[Given problem] Please count the lines in the listing below that contain the word "fish", and reply with that number alone.

[Task material]
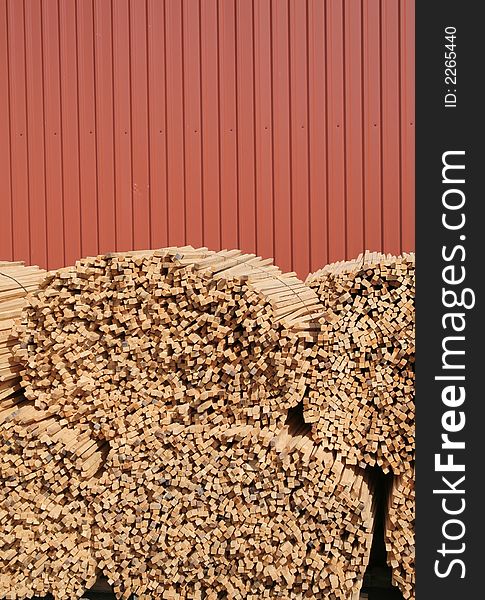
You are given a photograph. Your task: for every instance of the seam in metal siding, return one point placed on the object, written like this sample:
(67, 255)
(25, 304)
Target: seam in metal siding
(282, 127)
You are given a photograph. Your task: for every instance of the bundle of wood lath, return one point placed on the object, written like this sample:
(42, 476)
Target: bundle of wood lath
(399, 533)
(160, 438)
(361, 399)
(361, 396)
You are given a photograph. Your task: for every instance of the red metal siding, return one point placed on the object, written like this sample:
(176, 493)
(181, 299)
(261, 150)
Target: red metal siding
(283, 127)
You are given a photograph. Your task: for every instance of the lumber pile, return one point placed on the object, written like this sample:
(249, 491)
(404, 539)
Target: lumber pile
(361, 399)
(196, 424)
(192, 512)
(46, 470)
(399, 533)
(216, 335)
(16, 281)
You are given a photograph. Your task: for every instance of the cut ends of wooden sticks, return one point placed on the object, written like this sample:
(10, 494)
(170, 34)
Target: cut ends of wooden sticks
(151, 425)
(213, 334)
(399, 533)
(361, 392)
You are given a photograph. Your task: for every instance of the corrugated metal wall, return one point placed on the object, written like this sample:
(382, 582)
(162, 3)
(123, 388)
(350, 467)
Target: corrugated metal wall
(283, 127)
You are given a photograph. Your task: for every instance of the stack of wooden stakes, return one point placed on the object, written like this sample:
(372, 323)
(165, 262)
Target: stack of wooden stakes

* * *

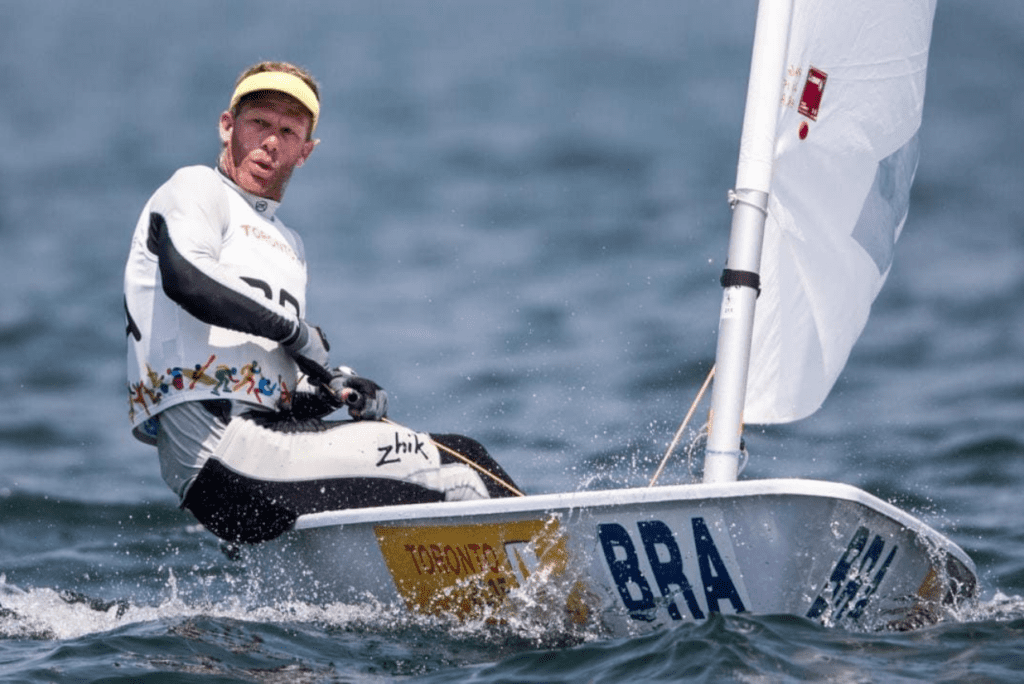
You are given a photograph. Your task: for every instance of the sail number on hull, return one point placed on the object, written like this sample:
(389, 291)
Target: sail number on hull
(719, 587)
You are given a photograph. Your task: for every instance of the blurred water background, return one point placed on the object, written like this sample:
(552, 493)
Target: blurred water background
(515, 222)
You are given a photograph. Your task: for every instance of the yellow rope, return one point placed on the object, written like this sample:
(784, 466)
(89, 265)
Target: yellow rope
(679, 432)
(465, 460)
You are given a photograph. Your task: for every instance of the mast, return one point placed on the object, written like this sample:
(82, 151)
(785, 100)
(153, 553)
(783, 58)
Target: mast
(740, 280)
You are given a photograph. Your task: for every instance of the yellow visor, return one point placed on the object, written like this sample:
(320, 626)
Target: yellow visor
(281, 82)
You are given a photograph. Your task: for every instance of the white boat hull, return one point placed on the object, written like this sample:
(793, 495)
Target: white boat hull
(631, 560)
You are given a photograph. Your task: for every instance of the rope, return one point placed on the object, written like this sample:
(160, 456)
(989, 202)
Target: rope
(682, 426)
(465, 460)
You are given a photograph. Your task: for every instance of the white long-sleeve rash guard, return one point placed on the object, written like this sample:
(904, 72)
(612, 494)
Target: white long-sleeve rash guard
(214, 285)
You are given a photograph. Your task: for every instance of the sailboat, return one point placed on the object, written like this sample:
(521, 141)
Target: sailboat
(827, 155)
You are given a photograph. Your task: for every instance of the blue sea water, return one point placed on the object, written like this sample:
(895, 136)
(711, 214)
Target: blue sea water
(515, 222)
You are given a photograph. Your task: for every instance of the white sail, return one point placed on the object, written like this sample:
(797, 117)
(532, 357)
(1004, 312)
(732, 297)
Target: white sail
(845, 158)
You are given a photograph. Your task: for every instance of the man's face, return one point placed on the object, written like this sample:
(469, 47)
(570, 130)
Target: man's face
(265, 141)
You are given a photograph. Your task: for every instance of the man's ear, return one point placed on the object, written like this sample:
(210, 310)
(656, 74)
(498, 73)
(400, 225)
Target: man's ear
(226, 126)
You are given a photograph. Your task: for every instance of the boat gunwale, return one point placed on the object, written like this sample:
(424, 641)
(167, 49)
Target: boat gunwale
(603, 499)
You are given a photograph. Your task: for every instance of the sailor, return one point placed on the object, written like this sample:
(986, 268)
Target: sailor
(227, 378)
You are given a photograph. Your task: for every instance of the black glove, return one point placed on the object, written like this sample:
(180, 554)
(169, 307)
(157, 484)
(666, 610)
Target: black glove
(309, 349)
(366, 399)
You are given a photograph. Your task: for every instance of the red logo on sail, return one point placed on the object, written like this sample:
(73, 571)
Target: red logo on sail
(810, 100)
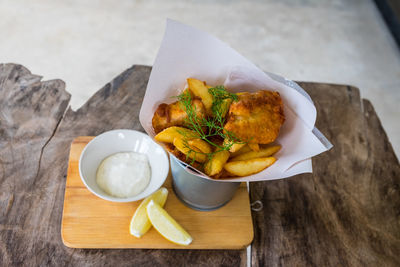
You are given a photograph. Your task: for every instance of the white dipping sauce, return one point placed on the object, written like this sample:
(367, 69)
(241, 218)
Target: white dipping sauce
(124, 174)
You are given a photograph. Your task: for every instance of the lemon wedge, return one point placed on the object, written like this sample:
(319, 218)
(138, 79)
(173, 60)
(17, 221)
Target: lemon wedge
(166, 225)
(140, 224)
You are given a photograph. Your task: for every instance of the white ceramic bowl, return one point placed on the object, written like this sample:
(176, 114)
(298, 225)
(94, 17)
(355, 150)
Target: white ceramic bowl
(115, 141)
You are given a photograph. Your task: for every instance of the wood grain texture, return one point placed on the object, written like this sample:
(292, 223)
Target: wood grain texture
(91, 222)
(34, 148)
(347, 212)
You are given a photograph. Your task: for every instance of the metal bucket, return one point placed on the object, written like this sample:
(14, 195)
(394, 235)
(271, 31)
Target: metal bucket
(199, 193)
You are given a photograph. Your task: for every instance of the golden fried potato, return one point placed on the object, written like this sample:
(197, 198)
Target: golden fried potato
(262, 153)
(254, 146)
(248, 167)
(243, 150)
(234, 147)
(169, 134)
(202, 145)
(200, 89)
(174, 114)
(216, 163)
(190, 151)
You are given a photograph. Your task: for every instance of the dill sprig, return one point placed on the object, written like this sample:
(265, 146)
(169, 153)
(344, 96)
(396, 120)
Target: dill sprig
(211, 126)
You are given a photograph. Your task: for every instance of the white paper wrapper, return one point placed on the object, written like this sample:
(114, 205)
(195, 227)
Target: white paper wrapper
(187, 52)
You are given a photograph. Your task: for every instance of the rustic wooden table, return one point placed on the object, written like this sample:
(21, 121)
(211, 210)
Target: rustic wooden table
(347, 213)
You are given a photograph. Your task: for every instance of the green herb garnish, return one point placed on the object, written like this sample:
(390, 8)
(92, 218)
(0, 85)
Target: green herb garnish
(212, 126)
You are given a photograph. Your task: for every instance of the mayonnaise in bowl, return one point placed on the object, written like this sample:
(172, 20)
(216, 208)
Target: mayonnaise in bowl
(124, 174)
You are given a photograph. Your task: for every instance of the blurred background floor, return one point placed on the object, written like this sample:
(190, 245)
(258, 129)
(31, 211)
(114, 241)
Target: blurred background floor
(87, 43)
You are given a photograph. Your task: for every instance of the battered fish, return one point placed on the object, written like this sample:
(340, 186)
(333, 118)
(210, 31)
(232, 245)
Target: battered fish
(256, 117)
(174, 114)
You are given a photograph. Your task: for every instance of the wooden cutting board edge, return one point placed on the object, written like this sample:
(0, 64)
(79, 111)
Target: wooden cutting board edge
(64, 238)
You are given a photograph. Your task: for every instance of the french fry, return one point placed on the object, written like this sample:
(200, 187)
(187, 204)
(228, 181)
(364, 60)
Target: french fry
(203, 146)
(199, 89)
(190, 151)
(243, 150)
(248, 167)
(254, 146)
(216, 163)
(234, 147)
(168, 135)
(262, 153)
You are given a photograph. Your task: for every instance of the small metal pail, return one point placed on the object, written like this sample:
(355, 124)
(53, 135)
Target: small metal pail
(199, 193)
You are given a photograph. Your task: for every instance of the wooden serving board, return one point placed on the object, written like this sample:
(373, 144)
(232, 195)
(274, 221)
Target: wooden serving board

* * *

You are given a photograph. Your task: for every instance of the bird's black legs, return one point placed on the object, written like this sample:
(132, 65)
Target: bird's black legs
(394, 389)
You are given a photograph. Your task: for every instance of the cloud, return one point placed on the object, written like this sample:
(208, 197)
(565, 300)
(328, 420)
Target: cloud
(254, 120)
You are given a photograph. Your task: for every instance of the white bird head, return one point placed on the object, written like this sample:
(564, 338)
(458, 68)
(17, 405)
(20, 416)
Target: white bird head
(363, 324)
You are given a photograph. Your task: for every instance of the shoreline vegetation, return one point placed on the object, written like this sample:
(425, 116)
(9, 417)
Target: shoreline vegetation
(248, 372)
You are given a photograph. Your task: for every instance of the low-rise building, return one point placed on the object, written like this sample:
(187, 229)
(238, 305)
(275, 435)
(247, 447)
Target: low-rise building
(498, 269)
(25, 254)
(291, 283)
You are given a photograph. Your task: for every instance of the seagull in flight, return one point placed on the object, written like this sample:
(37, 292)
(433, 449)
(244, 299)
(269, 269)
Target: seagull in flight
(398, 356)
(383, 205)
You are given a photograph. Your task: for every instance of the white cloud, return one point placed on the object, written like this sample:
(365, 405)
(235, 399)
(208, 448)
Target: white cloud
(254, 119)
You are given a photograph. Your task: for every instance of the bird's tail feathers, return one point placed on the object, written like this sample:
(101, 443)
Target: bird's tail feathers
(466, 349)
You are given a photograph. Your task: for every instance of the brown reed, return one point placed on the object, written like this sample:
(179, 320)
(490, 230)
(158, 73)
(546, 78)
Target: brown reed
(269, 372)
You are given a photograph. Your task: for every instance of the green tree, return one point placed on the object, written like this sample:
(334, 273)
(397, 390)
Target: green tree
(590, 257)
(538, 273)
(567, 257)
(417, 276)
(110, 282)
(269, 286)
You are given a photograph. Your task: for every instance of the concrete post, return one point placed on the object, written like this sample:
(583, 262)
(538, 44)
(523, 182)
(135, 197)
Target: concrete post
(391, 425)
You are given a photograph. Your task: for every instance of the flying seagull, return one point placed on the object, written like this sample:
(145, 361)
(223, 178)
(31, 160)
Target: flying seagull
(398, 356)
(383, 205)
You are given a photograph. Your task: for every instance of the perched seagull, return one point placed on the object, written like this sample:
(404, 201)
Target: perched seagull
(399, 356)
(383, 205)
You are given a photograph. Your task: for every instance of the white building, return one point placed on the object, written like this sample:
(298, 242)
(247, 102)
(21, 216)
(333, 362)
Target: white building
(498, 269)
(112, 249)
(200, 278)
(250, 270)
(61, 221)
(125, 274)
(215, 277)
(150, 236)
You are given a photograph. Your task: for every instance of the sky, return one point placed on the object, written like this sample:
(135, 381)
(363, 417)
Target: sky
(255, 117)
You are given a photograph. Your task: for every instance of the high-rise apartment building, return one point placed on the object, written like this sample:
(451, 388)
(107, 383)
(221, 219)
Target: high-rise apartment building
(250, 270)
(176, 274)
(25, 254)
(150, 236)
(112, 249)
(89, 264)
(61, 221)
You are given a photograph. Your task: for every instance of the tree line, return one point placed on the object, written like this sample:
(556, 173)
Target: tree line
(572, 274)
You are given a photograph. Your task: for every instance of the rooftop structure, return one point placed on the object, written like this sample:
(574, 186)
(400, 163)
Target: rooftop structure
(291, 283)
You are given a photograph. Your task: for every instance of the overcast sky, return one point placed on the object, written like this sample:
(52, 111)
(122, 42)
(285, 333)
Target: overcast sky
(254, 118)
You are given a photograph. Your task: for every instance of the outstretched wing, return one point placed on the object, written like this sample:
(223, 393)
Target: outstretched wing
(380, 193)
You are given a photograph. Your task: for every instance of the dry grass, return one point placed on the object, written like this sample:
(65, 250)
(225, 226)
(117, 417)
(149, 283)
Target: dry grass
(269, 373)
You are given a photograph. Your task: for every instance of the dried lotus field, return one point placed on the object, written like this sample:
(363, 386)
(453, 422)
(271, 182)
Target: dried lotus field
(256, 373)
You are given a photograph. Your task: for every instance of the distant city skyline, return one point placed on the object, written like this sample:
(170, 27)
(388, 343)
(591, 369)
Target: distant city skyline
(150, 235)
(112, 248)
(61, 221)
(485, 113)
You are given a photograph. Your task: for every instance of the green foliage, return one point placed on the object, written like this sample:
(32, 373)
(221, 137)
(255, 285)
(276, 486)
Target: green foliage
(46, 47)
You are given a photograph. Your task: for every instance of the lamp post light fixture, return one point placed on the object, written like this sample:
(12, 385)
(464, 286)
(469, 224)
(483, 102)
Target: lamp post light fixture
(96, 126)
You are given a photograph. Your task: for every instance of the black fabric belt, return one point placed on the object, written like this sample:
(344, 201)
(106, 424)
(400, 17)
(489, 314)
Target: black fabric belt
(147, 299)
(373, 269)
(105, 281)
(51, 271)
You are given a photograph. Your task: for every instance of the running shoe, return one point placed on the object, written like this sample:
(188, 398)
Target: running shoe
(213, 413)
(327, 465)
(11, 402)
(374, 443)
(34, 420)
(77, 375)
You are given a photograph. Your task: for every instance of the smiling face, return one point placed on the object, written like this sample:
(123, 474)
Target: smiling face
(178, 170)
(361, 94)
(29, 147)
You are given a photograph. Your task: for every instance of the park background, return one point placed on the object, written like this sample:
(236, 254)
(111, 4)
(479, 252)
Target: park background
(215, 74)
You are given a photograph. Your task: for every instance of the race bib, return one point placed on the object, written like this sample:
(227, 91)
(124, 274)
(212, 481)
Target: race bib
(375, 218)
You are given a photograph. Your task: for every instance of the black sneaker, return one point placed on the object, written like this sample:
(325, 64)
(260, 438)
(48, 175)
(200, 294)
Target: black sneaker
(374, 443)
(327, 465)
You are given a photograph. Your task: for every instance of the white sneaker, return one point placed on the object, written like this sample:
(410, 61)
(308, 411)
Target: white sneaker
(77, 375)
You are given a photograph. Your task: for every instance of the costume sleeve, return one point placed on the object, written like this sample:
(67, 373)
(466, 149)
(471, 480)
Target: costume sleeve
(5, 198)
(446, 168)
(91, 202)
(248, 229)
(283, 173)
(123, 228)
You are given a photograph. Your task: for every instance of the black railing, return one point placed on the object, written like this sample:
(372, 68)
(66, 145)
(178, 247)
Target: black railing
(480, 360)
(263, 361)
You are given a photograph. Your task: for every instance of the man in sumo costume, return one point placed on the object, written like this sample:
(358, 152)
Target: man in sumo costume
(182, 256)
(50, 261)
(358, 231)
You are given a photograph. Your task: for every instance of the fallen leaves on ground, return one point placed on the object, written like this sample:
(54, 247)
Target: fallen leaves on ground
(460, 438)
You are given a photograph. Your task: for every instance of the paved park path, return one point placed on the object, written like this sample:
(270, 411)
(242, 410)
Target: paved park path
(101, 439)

[Answer] 2